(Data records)
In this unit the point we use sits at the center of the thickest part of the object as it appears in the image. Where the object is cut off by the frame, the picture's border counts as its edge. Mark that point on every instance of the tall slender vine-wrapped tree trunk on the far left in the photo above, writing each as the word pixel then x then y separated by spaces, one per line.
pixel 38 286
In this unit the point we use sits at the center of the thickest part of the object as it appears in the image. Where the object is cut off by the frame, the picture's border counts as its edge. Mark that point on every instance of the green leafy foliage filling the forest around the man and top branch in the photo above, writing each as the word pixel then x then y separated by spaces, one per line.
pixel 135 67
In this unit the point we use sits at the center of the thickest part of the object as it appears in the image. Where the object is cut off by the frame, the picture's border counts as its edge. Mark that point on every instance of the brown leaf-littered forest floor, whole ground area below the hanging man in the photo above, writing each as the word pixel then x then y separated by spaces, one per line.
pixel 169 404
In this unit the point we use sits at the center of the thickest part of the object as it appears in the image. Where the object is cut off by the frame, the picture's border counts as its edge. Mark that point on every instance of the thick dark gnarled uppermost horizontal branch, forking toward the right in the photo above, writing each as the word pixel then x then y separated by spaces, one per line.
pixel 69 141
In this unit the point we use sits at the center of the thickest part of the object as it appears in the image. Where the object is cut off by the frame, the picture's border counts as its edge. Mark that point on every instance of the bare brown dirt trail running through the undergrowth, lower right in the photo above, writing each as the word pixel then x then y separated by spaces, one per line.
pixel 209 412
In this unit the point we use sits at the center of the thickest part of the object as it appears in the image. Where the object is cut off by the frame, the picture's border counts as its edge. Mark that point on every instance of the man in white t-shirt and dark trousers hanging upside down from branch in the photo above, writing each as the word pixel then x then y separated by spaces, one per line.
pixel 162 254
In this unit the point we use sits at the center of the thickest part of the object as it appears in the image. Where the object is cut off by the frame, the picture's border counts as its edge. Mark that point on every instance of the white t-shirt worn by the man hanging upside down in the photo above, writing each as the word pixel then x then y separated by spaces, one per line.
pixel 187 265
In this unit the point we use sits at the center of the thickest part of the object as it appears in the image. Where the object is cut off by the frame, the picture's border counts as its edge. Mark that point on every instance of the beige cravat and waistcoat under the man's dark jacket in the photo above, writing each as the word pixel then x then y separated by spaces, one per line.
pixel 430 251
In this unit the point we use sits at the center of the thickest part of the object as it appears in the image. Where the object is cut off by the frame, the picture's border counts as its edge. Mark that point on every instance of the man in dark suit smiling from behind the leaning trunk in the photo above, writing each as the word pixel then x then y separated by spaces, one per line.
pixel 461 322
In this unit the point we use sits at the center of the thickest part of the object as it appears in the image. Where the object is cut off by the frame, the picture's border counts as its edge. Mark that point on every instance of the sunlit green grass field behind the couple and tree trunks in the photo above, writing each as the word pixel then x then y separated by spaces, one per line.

→ **Requirement**: Nothing should appear in the answer except the lines from the one with "of the beige" through the final line of the records, written exactly.

→ **Finished task**:
In this unit the point we use sits at the center of the thickest part of the object as it appears in the image. Where the object is cut off by the frame, the picture's border counts as its edge. Mark that point on every instance of the beige cravat and waistcoat under the man's dark jacket in the photo above, writing each as the word pixel then x then y separated by spaces, one per line.
pixel 430 251
In this unit the point we use sits at the center of the thickest part of the object as it appears in the image. Where the object is cut off by the frame, the picture's border counts as its edge. Mark that point on every instance of the man in dark suit smiling from behind the leaning trunk in the photo above, writing each as the word pixel then x then y separated by spaces, one per line.
pixel 461 322
In this unit the point we use sits at the center of the thickest part of the object as it appears in the image. Where the object is cut off by the frame, the picture's border counts as its edge. Mark that point on every instance of the sunlit green grass field behind the couple and tree trunks in the photo above, writing each as the word pixel then x then y separated by spaces, one per line.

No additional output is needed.